* **DATASET EXTRACT**:
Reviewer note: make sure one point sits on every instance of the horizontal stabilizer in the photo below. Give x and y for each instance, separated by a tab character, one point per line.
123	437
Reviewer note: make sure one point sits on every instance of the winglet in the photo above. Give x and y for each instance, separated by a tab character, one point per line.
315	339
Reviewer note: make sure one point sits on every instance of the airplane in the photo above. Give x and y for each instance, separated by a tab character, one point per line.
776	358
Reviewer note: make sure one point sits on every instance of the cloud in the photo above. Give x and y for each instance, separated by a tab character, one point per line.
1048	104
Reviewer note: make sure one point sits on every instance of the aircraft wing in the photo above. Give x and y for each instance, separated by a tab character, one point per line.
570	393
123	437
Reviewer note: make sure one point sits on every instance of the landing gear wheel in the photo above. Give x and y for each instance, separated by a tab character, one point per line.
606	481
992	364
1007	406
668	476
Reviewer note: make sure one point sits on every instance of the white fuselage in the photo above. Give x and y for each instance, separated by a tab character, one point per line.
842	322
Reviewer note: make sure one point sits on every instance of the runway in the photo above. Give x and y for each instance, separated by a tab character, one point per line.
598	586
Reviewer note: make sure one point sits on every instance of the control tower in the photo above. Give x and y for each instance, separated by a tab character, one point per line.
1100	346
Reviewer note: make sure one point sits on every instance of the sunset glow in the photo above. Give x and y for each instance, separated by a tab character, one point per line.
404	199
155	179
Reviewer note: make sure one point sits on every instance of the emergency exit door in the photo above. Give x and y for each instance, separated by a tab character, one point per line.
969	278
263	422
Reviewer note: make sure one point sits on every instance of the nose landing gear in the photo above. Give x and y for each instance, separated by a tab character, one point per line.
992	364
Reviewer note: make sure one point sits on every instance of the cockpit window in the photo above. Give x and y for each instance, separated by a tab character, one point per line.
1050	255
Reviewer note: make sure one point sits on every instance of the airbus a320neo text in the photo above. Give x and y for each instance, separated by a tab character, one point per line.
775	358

* **TASK DETAILS**: Reproduce the entries above exactly.

* **RESULT OF THE TASK**:
Reviewer note: make sure one point sits on every instance of the horizontal stabilizer in the photo below. Give x and y for each instance, separated by a tab character, one point per line.
123	437
Reviewer note: make sure one point sits on every instance of the winglet in the photo above. Give x and y for each instance, separated by a tab character, one point per line.
315	339
Reviewer note: make sure one point sits on every instance of the airplane in the photo above. Give x and y for each instance, separated by a tab character, one point per line.
776	358
Reviewer note: make sure one point sits on every instance of the cloud in the photo above. Give x and y for each instance, separated by a tab character, one point per line.
1048	104
Reviewer note: make sure one point sits on every instance of the aircraft wing in the photo above. Give x and y for each instance, separated by a tab character, one point per line.
570	393
123	437
Reviewer note: make sure one point sits on every instance of the landing gear wheel in the photo above. Give x and y for each instance, separated by a tab character, one point per line.
606	481
992	364
1007	406
668	476
Reviewer note: make sure one point sits on every instance of the white fuselage in the photo above. Give x and y for each instance, separated by a tab character, one point per line.
842	322
Reviewer note: make sure one point sits on every instance of the runway in the photo above. Give x and y for each instance, separated by a tab character, one point per line.
598	586
Reviewer note: make sure one point sits on every instance of the control tower in the photo above. Give x and y for each instance, separated by a tab character, one point per line.
1100	346
Reviewer note: make sure one point sits on every instance of the sunset glow in the photo above. Give x and y for each instance, separated by a tab character, one point per line.
404	199
155	179
Reviewer note: make sure one point sits on every instance of the emergency exit door in the photo above. Give x and y for each instance, separated by a tab character, one point per line.
969	278
263	422
Reviewer note: make sure one point sits on every instance of the nose landing gear in the photo above. Give x and y for each instance, separated by a tab character, one point per line.
992	364
Reviewer note: make sure one point sits on every instance of the cockpit window in the photo above. Give x and y for each instance, separated by a tab character, one point per line.
1050	255
Reviewer note: make sure one point sits on every instance of the airbus a320neo text in the photo above. Give x and y for each instance, separated by a tab character, one point per line.
775	358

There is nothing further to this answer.